(What to work on): Pick out and copy every line in the items below that contains the string "windshield". Case counts, so match capital and lowercase letters exactly.

(Exercise input):
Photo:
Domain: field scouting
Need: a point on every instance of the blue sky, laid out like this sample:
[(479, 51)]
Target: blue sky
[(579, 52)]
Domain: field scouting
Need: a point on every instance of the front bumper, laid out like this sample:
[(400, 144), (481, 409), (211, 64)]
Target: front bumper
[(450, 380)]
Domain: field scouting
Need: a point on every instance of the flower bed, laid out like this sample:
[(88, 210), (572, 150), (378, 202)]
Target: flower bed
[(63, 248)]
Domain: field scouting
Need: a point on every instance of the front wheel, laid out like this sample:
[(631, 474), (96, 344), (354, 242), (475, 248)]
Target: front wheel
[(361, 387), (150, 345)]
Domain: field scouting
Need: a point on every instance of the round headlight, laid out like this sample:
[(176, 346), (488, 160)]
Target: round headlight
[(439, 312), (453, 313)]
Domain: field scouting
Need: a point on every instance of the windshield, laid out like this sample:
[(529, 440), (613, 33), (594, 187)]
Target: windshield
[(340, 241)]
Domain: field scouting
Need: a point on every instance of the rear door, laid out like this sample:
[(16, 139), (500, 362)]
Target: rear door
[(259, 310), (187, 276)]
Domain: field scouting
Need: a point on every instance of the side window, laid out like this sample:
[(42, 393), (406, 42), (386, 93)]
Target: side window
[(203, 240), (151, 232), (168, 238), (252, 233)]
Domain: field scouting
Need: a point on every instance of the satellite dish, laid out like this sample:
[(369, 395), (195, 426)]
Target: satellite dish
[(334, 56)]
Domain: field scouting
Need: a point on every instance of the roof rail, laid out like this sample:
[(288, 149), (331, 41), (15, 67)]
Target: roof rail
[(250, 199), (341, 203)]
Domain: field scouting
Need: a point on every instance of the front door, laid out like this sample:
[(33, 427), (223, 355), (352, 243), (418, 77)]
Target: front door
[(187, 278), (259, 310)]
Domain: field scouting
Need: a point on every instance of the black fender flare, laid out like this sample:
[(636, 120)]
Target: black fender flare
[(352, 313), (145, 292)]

==

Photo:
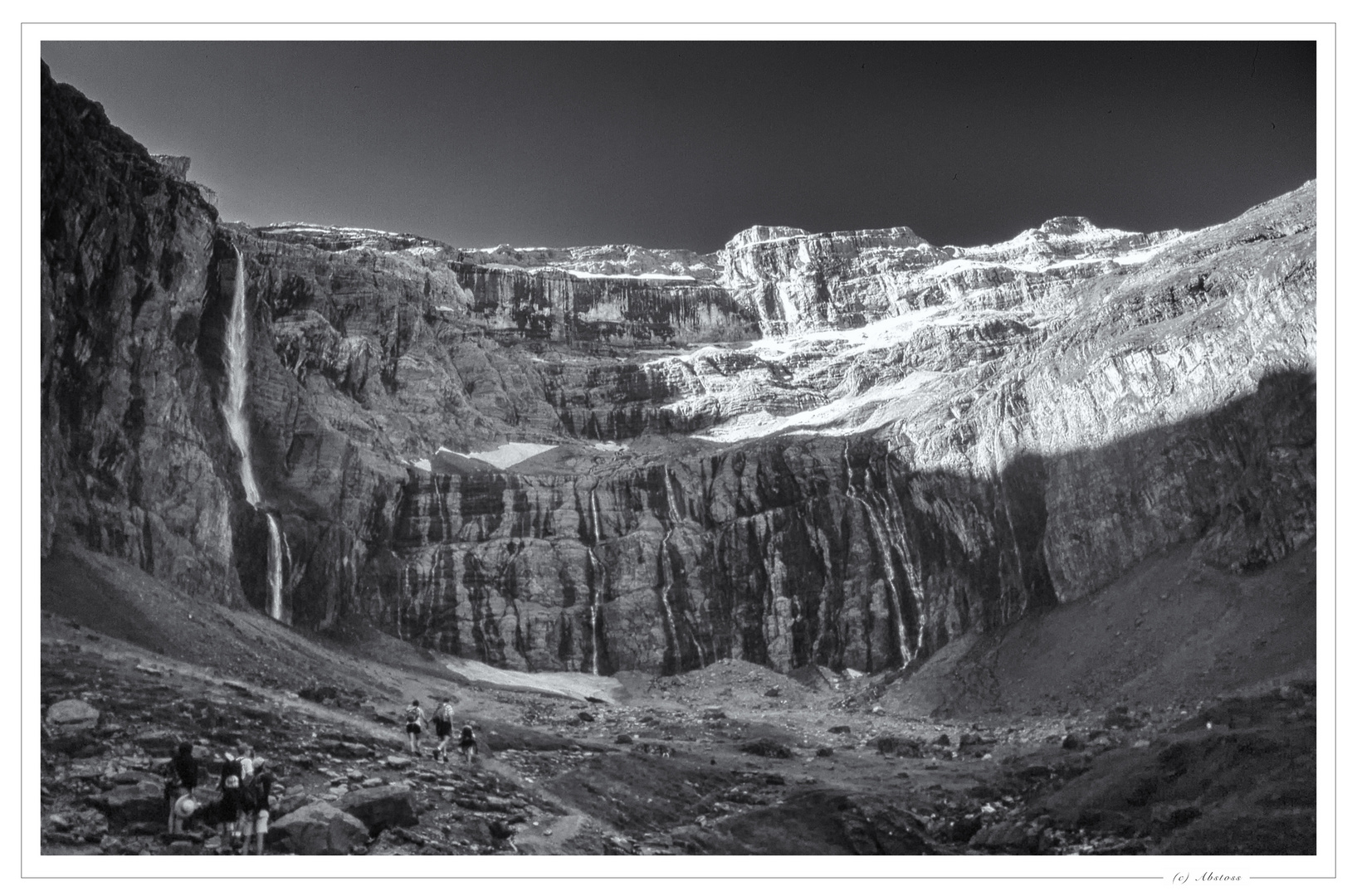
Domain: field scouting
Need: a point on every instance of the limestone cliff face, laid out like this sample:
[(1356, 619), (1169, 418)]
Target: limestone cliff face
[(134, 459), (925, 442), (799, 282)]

(Complete answer):
Need: a point on every instance of the windshield, laid out like this sample:
Target: windshield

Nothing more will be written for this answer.